*TASK BRIEF*
Quote the rows verbatim from the very first line down to the line containing "[0,3,1204,366]", including that line.

___

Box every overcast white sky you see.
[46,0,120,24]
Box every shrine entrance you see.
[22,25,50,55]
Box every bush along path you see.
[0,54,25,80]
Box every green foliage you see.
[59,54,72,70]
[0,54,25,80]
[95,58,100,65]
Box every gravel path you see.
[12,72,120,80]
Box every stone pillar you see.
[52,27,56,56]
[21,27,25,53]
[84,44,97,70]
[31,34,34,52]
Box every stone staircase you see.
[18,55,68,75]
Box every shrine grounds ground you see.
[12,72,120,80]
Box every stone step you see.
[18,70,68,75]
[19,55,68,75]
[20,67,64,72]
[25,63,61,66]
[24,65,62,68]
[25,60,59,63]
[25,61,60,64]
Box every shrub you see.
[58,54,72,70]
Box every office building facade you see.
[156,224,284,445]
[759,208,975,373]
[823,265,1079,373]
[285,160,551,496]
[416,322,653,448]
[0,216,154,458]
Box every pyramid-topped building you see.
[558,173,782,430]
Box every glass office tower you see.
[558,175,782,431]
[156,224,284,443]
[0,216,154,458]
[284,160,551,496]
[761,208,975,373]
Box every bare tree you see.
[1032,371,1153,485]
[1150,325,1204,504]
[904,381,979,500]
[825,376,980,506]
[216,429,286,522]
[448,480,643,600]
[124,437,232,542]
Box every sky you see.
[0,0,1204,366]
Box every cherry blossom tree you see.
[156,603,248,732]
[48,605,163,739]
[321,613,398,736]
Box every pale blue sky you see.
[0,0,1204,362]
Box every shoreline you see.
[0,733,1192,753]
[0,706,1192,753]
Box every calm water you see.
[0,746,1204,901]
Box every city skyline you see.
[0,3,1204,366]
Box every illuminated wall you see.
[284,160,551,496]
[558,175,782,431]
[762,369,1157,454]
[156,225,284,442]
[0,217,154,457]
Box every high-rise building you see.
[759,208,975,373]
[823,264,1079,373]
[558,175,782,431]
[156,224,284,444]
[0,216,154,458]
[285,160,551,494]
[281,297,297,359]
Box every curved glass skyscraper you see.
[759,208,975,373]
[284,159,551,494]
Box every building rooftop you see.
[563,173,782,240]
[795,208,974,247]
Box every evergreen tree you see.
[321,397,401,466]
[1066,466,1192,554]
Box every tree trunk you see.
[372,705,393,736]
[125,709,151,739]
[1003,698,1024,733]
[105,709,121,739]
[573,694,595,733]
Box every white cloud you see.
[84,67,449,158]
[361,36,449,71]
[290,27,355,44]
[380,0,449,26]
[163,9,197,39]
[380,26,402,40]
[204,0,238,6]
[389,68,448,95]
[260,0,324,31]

___

*THE SOLUTION*
Box every overcast white sky you see.
[46,0,120,24]
Box every shrine entrance you see.
[22,25,50,55]
Box every bush along path you see.
[0,54,25,80]
Box every green foliage you see.
[59,54,72,70]
[0,54,25,80]
[95,58,100,65]
Box every gravel path you see.
[12,72,120,80]
Box every stone pillar you see.
[52,27,56,56]
[21,27,25,53]
[84,44,97,70]
[31,34,34,52]
Box every stone staircase you see.
[18,55,68,75]
Box every shrine grounds ground you see.
[12,72,120,80]
Box every stone step you see.
[18,70,68,75]
[19,55,68,75]
[20,67,64,72]
[25,63,61,66]
[24,65,62,68]
[25,60,59,63]
[25,61,60,64]
Box every shrub you see.
[58,54,72,70]
Box every office building facade you see.
[156,224,284,445]
[759,208,975,373]
[823,265,1079,373]
[285,160,551,496]
[416,322,653,448]
[0,216,154,458]
Box every pyramid-topped building you see.
[558,173,782,430]
Box every glass office tower you see.
[558,175,782,431]
[156,224,284,443]
[0,216,154,458]
[284,160,551,496]
[761,208,975,373]
Box every bare tree you see.
[1032,371,1153,485]
[1150,325,1204,504]
[904,381,979,500]
[825,376,980,506]
[216,429,286,522]
[448,480,643,600]
[124,437,232,542]
Box every sky you see.
[0,0,1204,366]
Box every cherry blossom tree you see.
[156,603,248,732]
[48,605,163,739]
[321,613,398,736]
Box every pale blue sky you see.
[0,0,1204,362]
Box every shoreline you see.
[0,733,1192,753]
[0,706,1192,753]
Box every calm water you see.
[0,746,1204,901]
Box every city skyline you see.
[0,3,1204,366]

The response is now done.